* [やること]:
1. リストのうち、「fruit」という文字列を含む行をすべて書き出してください。大文字と小文字の違いも区別します。
2. ドラマの登場人物について書いた文章の続きを、最後の文のあとから書いてください。

* [渡された文章]:
■ ■ ■ ■

このドラマでは、そういった物事に対する見方や価値観の対照的なコントラストがいくつも重層的に描かれている。たとえば春子と夏、春子と24年前の春子、アキと24年前の春子……というように。田舎を愛する人々の思いも、田舎を嫌い東京に憧れる思いも、東京から逃げてきた思いも、ただ肯定するわけでも、切り捨て否定するわけでもなく、ひとりひとりの思いを丁寧にすくい上げていく。だからいつの間にか僕らは登場人物みんなが好きになってしまう。
「アイドルになりたーーーいっ!」
ユイが「東京行ってアイドルになりたい」と言ったときは「何言ってるんだ、この子は?バカなのか?」と開いた口がふさがらず、聞こえなかったフリをしていたアキも、彼女のその切実な思いを帯びた叫び声を聞き、ユイが「自分がかわいいことを知っている。そのことになんの迷いも戸惑いもないんだ」ということに気づくと、思わず「かっけー」とつぶやいた。
やがてユイは「ミス北鉄」となって地元のアイドルになり、アキもまたその余波を受けて「北の海女」としてアイドル的存在になっていく。彼女たちを応援する人々はみんな夢中でキラッキラに輝いている。そんなアキの「かっけー」は好きなものに向けられる。それはウニであり、それを獲る夏ばっぱであり、三陸の海であり、親友のユイだ。それらは彼女にとっての「アイドル」と言い換えることもできる。彼女は彼女にとってのアイドルを支えに、あの日、自ら海に飛び込んだように一歩一歩を踏み出す。一方でアキ自身も他の誰かのアイドルとして見守られることでまた別の力をもらい、誰かに力を与える。そしてアキだけでなくこのドラマの登場人物たちは、みんな自分のアイドルを持っているのだ。

■ ■ ■ ■

* [渡されたリスト]:
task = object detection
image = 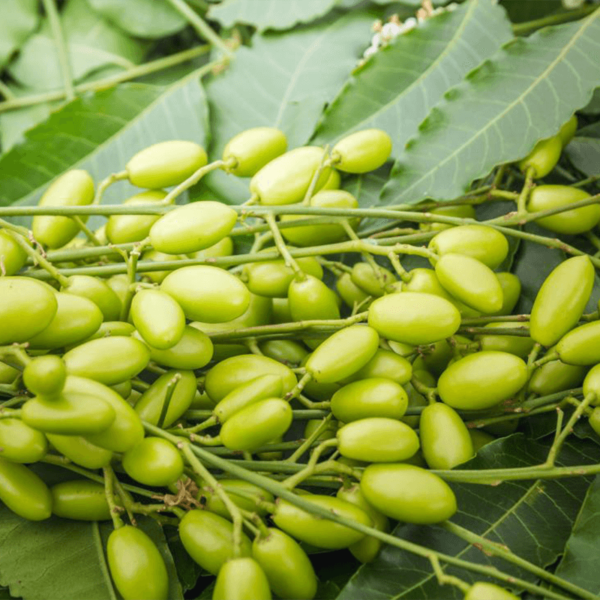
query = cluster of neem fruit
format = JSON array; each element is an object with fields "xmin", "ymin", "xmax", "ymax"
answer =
[{"xmin": 0, "ymin": 119, "xmax": 600, "ymax": 600}]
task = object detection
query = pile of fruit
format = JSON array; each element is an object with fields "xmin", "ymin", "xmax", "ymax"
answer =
[{"xmin": 0, "ymin": 118, "xmax": 600, "ymax": 600}]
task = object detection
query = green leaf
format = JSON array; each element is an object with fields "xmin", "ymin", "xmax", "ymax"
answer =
[
  {"xmin": 208, "ymin": 0, "xmax": 337, "ymax": 31},
  {"xmin": 0, "ymin": 0, "xmax": 40, "ymax": 67},
  {"xmin": 0, "ymin": 76, "xmax": 208, "ymax": 214},
  {"xmin": 383, "ymin": 11, "xmax": 600, "ymax": 204},
  {"xmin": 556, "ymin": 475, "xmax": 600, "ymax": 595},
  {"xmin": 338, "ymin": 434, "xmax": 600, "ymax": 600},
  {"xmin": 87, "ymin": 0, "xmax": 187, "ymax": 39},
  {"xmin": 315, "ymin": 0, "xmax": 512, "ymax": 158},
  {"xmin": 206, "ymin": 10, "xmax": 375, "ymax": 203}
]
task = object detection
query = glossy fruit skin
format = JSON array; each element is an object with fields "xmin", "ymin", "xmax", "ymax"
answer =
[
  {"xmin": 179, "ymin": 509, "xmax": 252, "ymax": 575},
  {"xmin": 63, "ymin": 337, "xmax": 150, "ymax": 385},
  {"xmin": 281, "ymin": 190, "xmax": 360, "ymax": 247},
  {"xmin": 250, "ymin": 146, "xmax": 331, "ymax": 206},
  {"xmin": 556, "ymin": 321, "xmax": 600, "ymax": 367},
  {"xmin": 213, "ymin": 374, "xmax": 283, "ymax": 423},
  {"xmin": 130, "ymin": 289, "xmax": 185, "ymax": 350},
  {"xmin": 150, "ymin": 200, "xmax": 237, "ymax": 254},
  {"xmin": 305, "ymin": 325, "xmax": 379, "ymax": 383},
  {"xmin": 244, "ymin": 257, "xmax": 323, "ymax": 298},
  {"xmin": 519, "ymin": 136, "xmax": 562, "ymax": 179},
  {"xmin": 0, "ymin": 230, "xmax": 27, "ymax": 276},
  {"xmin": 0, "ymin": 277, "xmax": 58, "ymax": 345},
  {"xmin": 221, "ymin": 398, "xmax": 293, "ymax": 452},
  {"xmin": 32, "ymin": 169, "xmax": 94, "ymax": 250},
  {"xmin": 161, "ymin": 266, "xmax": 250, "ymax": 323},
  {"xmin": 223, "ymin": 127, "xmax": 287, "ymax": 177},
  {"xmin": 273, "ymin": 494, "xmax": 372, "ymax": 550},
  {"xmin": 337, "ymin": 417, "xmax": 420, "ymax": 463},
  {"xmin": 106, "ymin": 190, "xmax": 167, "ymax": 244},
  {"xmin": 0, "ymin": 458, "xmax": 52, "ymax": 521},
  {"xmin": 61, "ymin": 275, "xmax": 121, "ymax": 321},
  {"xmin": 106, "ymin": 525, "xmax": 169, "ymax": 600},
  {"xmin": 360, "ymin": 464, "xmax": 457, "ymax": 525},
  {"xmin": 0, "ymin": 419, "xmax": 48, "ymax": 463},
  {"xmin": 331, "ymin": 377, "xmax": 416, "ymax": 422},
  {"xmin": 438, "ymin": 352, "xmax": 527, "ymax": 410},
  {"xmin": 369, "ymin": 292, "xmax": 460, "ymax": 345},
  {"xmin": 419, "ymin": 402, "xmax": 475, "ymax": 469},
  {"xmin": 475, "ymin": 323, "xmax": 535, "ymax": 358},
  {"xmin": 429, "ymin": 225, "xmax": 508, "ymax": 270},
  {"xmin": 252, "ymin": 527, "xmax": 317, "ymax": 600},
  {"xmin": 530, "ymin": 256, "xmax": 594, "ymax": 346},
  {"xmin": 465, "ymin": 581, "xmax": 519, "ymax": 600},
  {"xmin": 204, "ymin": 354, "xmax": 297, "ymax": 403},
  {"xmin": 125, "ymin": 140, "xmax": 207, "ymax": 190},
  {"xmin": 435, "ymin": 253, "xmax": 503, "ymax": 314},
  {"xmin": 212, "ymin": 558, "xmax": 271, "ymax": 600},
  {"xmin": 50, "ymin": 479, "xmax": 110, "ymax": 521},
  {"xmin": 527, "ymin": 185, "xmax": 600, "ymax": 235},
  {"xmin": 135, "ymin": 370, "xmax": 198, "ymax": 427},
  {"xmin": 331, "ymin": 129, "xmax": 392, "ymax": 173},
  {"xmin": 29, "ymin": 292, "xmax": 104, "ymax": 350}
]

■ ■ ■ ■

* [問題の答え]:
1.
query = cluster of neem fruit
query = pile of fruit
query = glossy fruit skin

2.
アイドルに夢中になるということは、それを全力で支えているということを支えに生きていくということだ。アイドルを見る時、僕らはそのアイドルたちに思い入れたっぷりになって、自然と全力で応援してしまう。けれど、逆にアイドルたちから応援されているように元気をもらうことがある。いつの間にか笑顔になっている。思えばそれは『あまちゃん』を見て、登場人物みんなに思い入れて応援しているうちに、笑顔になって元気をもらう、僕らの姿と同じだ。このドラマの魅力は、アイドルを見ている時に感じる魅力そっくりだ。『あまちゃん』はアイドルを描くアイドルドラマであると同時に、アイドルに夢中になることそのものを描いている。そして、このドラマ自体がアイドルのようなものという意味でも、まさしくアイドルドラマなのだ。